‘God bless her’: Terminally ill five-year-old girl lands in Washington to spend her final days at home

Thanks to a Facebook post and the generosity of an Idaho pilot, the girl landed at Felts Field in Spokane to spend her final days at home instead of in a hospital.

SPOKANE, Wash. — A little girl’s last wish came true as a jet touched down at Felts Field Friday afternoon.

“This whole experience has rocked me to my core. I don’t know how else to explain it,” Spokane Quaranteam’s Rick Clark said.

The five-year-old girl we know only as “Miss E” was taken off of chemo this week. Doctors in Houston say there’s nothing else they can do.

“All she wants to do is be with her siblings and have pizza,” Clark said. “She wants to take another ride in dad’s truck and that’s what’s going to happen.” 

“Her siblings came running up to the plane, you couldn’t hear them but they were squealing, they were so excited,”  Leslie Woodfull of American Childhood Cancer Organization said.

Had it not been for a Facebook post and generous pilot from Idaho, “Miss E” might have never made it home to sleep in her own bed instead of a hospital room.

“Her mom was saying that she was nervous about this flight and here’s a 5-year-old, who I’ve said before, takes care of everybody else says ‘you can hold my hand, you don’t need to be scared,'” Woodfull said. 

“It was a wonderful feeling for us to get to fly this sweetheart little girl,” Pilot Dennis Combs said.

Combs is the reason “Miss E” will now be surrounded by even more love in her final days.

“We might go our whole lives and not touch anyone like this little girl has done in five years,” Combs said.

Complete strangers waited out in the heat, holding signs and waving as “Miss E” got off the jet and into a limo like a true princess.

“Because she has to leave this world, I will make it my mission to go out there and help educate and bring awareness to childhood cancer,” Clark said. “This town has shown that we can do just about anything so there’s no reason to stop here. I want “Miss E” to know we’re going to help all of her little friends. There’s 90 of her little people in this town.”

“God bless her,” Combs said. “I would pray for a miracle and I do, but if not the miracle has already been given to us by bringing together all these people with her little love.”

» **Activity**:
In the news story above, what two things does Rick Clark say are all the girl wants to do?

» **Listed entries**:
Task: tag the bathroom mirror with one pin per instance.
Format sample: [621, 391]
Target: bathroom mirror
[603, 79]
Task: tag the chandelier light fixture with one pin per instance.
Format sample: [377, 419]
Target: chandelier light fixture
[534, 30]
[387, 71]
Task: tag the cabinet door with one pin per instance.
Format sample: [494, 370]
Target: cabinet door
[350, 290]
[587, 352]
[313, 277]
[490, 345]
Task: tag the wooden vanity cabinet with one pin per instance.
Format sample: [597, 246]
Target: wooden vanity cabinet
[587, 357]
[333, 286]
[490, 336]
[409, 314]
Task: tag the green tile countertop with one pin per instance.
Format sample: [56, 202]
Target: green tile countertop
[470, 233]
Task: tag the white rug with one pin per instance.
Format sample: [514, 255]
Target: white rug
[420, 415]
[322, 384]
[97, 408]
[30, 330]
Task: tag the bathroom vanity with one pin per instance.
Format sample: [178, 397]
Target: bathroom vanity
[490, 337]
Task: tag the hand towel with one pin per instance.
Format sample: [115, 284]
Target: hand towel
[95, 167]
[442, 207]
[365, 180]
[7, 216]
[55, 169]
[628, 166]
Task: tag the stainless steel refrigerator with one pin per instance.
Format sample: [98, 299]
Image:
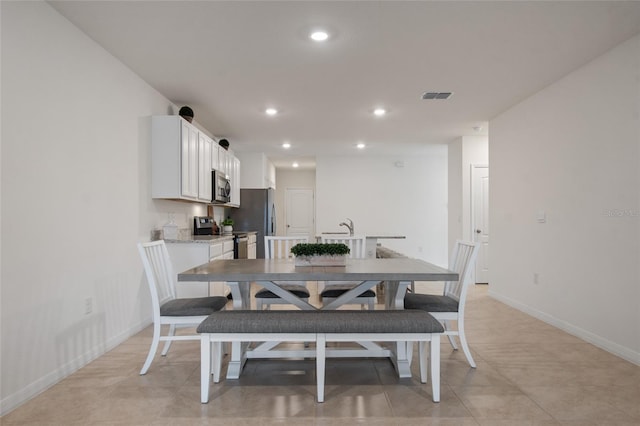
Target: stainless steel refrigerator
[257, 212]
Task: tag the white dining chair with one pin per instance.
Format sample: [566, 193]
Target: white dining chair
[167, 309]
[331, 290]
[450, 306]
[280, 248]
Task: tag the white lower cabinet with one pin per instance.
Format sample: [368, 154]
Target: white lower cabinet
[186, 255]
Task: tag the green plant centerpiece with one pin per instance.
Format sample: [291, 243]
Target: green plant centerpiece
[316, 254]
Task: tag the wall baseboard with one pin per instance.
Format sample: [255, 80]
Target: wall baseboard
[607, 345]
[18, 398]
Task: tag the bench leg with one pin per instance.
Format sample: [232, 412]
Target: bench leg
[423, 362]
[321, 345]
[435, 366]
[205, 368]
[216, 360]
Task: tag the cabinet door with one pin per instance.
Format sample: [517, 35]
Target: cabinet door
[252, 251]
[204, 167]
[222, 161]
[189, 160]
[215, 157]
[235, 182]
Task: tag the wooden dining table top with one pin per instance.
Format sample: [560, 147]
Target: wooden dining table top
[392, 269]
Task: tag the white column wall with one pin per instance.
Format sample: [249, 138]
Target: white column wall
[382, 198]
[572, 152]
[291, 179]
[75, 199]
[464, 152]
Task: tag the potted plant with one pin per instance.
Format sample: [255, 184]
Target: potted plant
[227, 226]
[315, 254]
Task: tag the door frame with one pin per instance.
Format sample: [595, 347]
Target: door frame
[313, 210]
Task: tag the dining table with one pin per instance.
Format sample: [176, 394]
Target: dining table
[396, 274]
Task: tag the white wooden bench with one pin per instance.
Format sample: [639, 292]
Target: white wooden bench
[319, 327]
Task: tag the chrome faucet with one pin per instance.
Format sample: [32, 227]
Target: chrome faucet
[349, 225]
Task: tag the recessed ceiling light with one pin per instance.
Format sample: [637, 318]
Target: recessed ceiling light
[319, 36]
[436, 95]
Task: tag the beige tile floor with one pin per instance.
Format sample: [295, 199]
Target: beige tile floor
[529, 373]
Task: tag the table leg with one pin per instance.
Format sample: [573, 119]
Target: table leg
[241, 292]
[401, 358]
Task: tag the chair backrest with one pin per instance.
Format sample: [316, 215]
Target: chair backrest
[280, 247]
[357, 245]
[463, 258]
[159, 271]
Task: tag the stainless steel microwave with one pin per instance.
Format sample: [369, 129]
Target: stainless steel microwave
[221, 188]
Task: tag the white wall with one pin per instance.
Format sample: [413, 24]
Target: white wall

» **Your response**:
Be with her siblings and have pizza.